» Records for the task
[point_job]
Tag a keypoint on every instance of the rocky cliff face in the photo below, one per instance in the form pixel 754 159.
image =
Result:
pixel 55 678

» Description of the task
Reply with exactly the lines above from the one that contains "Tag a keypoint" through the final line of the material, and with nothing else.

» Output of the task
Tag a keypoint on every instance of the rocky cliff face in the photo below, one per instance in the form pixel 754 159.
image =
Result:
pixel 55 678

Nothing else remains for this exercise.